▶ [Exercise]
Extract every row below that contains the string "beanie", copying each such row in full. Treat the match as case-sensitive.

▶ [Position annotation records]
##############################
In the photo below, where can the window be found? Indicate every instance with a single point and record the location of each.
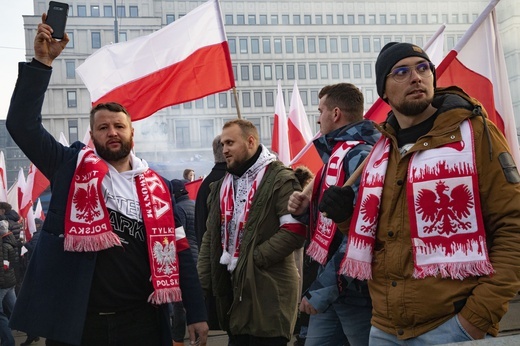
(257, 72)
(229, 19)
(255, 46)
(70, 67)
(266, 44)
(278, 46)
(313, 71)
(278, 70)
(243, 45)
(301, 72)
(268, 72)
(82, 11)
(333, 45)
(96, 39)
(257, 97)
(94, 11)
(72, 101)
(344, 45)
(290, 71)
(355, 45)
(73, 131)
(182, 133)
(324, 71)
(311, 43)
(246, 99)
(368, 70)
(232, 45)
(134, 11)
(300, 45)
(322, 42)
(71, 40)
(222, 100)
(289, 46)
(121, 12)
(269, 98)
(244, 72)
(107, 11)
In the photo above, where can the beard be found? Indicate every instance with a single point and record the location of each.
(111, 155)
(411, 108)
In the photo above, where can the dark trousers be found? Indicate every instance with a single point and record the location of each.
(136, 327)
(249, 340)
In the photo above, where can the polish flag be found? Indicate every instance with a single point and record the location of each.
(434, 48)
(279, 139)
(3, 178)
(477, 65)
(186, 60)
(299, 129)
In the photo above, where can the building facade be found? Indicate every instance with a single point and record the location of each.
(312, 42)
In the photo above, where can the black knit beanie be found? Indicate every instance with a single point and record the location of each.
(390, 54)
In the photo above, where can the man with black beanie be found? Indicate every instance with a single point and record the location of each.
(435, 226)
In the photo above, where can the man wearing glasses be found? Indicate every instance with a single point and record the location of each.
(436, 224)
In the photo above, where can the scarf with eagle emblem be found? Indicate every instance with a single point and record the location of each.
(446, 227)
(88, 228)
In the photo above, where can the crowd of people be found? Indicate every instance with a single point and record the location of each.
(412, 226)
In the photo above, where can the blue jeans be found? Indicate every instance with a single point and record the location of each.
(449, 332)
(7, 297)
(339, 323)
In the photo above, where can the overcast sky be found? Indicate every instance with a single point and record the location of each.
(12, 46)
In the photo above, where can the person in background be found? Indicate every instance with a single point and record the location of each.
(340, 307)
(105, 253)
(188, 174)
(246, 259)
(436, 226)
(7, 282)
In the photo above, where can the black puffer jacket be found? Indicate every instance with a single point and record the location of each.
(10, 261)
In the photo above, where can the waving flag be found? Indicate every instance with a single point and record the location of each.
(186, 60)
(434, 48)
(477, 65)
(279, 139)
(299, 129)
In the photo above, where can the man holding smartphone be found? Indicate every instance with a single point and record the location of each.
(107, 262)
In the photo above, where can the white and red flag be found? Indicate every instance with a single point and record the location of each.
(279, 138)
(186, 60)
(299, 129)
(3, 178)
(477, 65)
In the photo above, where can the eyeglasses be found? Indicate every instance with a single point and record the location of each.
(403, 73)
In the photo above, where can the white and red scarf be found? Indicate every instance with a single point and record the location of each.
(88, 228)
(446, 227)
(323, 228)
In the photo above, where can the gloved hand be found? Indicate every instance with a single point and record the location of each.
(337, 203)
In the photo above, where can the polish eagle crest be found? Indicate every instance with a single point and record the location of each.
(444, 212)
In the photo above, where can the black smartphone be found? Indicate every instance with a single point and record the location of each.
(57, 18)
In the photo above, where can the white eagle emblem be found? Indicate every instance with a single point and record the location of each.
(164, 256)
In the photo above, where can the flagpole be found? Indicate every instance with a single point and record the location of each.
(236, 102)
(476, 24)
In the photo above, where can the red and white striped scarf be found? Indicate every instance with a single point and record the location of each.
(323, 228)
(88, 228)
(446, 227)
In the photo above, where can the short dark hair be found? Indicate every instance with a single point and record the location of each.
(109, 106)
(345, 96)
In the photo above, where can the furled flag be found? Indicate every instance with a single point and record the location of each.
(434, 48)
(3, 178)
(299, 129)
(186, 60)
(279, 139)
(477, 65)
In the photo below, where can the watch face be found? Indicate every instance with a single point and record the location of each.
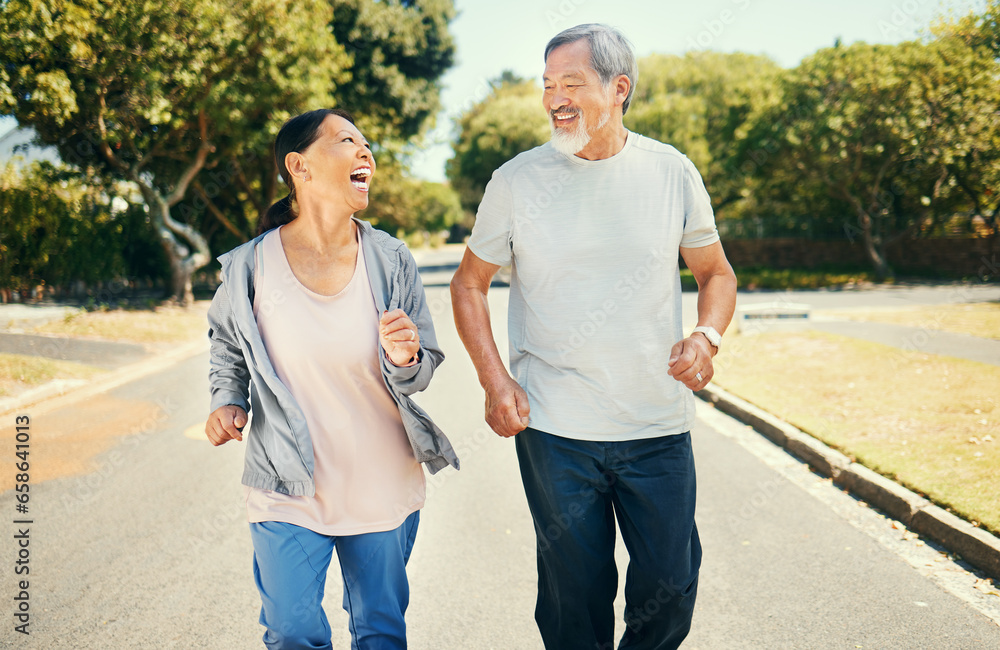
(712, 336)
##############################
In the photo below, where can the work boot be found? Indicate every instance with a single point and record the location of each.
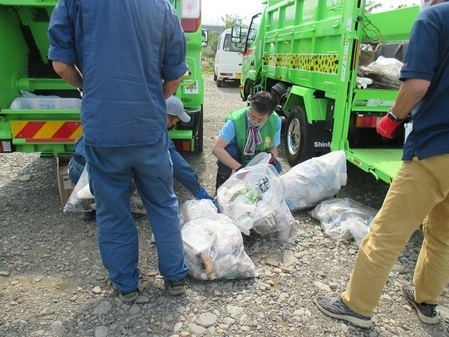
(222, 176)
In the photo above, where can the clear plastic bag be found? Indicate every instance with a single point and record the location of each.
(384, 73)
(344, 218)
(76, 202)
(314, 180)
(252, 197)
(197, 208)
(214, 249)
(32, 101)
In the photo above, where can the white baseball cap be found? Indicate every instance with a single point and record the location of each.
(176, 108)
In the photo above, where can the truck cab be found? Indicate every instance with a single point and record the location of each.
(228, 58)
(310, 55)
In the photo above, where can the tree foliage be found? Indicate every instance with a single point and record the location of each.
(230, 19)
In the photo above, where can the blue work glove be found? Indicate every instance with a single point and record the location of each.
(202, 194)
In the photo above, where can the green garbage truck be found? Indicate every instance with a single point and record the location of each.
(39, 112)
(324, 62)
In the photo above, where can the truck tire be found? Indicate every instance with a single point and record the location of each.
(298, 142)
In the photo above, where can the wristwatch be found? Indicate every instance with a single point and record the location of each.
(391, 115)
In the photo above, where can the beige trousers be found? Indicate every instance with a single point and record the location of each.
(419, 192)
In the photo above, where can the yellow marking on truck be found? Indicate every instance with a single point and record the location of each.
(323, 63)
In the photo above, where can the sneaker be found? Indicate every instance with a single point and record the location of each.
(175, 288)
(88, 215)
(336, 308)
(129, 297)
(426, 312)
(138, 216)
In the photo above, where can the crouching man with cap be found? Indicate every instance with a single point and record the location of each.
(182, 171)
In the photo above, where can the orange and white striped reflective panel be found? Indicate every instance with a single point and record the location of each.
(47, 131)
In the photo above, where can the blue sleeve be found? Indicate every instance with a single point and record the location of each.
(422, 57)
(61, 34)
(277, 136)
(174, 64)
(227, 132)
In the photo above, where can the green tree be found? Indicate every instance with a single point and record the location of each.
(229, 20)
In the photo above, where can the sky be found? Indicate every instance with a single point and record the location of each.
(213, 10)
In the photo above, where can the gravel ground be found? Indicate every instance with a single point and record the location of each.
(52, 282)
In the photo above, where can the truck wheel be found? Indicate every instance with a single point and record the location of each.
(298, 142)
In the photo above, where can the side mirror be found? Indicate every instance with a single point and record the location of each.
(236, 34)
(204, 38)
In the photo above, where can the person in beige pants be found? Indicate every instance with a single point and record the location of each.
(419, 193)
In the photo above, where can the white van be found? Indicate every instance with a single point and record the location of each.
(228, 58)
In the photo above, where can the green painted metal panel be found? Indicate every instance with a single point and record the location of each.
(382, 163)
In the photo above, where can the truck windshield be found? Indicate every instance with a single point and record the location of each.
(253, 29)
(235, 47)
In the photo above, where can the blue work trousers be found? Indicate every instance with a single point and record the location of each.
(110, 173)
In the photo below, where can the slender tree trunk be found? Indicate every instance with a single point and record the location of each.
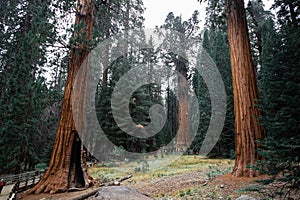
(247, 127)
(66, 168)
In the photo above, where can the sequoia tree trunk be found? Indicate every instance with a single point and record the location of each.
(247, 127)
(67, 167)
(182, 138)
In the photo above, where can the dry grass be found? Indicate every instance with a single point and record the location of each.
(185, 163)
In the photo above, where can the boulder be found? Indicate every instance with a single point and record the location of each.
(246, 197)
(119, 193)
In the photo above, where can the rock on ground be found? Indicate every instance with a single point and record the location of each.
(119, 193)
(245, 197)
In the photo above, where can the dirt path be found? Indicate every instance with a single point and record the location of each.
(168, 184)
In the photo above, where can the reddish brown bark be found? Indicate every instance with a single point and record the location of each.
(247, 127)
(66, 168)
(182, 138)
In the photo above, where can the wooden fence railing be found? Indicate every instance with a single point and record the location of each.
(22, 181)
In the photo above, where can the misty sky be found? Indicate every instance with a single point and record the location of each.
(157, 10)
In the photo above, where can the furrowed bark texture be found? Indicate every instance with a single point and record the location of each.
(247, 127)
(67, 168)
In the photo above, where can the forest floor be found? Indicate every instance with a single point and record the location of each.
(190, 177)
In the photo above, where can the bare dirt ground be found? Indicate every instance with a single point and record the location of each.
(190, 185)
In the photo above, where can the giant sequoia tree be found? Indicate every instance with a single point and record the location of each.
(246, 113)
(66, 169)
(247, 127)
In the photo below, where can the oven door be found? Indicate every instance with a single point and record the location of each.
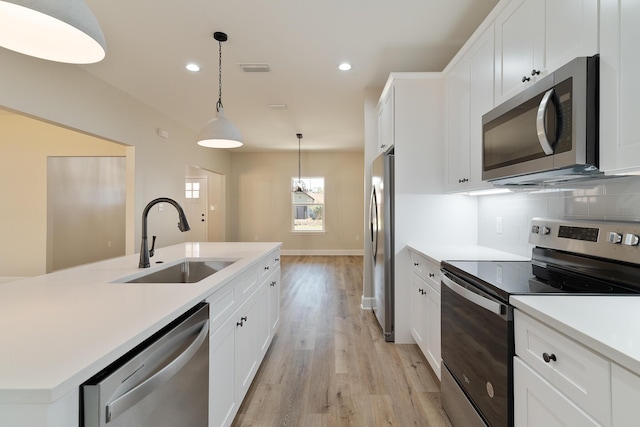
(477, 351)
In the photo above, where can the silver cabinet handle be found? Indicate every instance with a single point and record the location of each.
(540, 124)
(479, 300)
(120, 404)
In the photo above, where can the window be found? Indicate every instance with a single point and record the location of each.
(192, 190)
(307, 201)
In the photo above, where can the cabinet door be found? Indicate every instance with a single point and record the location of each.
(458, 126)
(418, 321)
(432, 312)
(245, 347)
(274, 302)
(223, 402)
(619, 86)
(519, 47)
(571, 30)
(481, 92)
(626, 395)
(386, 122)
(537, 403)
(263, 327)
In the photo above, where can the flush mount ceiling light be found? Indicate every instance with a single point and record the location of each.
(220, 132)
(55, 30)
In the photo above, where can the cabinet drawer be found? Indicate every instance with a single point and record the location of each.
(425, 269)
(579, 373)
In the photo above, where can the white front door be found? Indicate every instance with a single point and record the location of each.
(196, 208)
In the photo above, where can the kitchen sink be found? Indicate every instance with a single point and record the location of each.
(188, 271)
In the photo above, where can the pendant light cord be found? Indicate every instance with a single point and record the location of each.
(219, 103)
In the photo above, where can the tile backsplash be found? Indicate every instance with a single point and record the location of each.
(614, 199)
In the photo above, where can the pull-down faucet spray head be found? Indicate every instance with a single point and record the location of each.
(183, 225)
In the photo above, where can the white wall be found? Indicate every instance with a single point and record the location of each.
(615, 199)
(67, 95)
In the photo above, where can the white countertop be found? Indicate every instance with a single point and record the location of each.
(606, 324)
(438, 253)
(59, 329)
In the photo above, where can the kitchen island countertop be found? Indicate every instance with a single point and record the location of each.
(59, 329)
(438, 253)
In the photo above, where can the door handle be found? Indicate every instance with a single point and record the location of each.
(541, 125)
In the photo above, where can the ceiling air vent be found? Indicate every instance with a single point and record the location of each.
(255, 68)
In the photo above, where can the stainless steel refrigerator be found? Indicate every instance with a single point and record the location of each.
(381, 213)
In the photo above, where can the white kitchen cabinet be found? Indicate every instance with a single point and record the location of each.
##############################
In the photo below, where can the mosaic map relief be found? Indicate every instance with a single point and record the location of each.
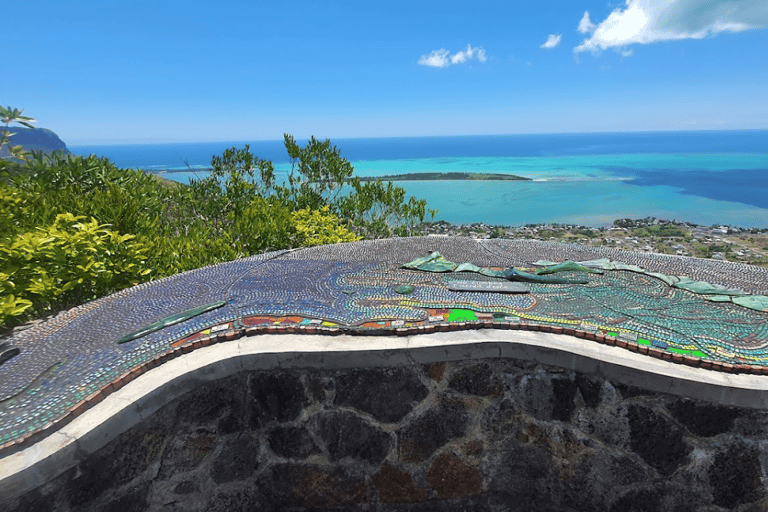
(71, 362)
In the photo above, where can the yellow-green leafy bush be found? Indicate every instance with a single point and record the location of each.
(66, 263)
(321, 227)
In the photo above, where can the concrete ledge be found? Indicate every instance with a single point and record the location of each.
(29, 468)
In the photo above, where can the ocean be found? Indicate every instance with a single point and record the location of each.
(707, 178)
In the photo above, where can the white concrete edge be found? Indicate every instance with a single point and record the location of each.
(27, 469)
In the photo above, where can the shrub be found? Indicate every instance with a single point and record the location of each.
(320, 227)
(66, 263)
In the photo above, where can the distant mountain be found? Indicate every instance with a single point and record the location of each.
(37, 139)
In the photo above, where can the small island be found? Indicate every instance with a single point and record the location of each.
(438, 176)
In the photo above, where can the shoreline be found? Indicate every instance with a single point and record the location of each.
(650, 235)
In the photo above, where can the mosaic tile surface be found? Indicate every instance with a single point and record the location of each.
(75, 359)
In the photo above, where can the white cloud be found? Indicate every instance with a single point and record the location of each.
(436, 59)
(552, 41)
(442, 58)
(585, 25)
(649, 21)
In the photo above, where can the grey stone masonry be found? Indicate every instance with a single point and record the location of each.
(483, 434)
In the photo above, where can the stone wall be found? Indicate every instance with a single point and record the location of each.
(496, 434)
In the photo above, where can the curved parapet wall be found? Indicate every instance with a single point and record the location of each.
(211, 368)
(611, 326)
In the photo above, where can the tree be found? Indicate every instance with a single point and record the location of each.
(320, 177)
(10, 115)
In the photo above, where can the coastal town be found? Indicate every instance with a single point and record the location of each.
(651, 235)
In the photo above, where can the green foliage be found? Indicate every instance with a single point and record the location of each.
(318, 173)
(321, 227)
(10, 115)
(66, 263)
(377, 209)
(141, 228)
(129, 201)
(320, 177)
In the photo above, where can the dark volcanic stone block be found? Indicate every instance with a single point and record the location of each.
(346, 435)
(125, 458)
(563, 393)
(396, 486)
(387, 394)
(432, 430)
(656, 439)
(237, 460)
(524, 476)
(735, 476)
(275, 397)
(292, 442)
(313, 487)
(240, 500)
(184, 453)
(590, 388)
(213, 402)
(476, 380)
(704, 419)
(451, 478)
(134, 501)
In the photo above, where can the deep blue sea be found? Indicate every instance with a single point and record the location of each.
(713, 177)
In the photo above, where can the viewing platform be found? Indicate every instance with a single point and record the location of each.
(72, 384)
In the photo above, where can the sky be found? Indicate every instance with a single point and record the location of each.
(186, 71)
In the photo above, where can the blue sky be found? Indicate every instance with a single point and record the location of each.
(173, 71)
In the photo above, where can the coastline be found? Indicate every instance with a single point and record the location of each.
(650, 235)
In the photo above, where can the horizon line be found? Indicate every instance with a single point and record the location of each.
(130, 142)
##############################
▶ [The solution]
In the photo above, where can the black knit beanie be found? Indicate every instance with a single point and record the location of each.
In the photo above, where can the man with black beanie be found? Indicate every instance with a single point and record the location of each.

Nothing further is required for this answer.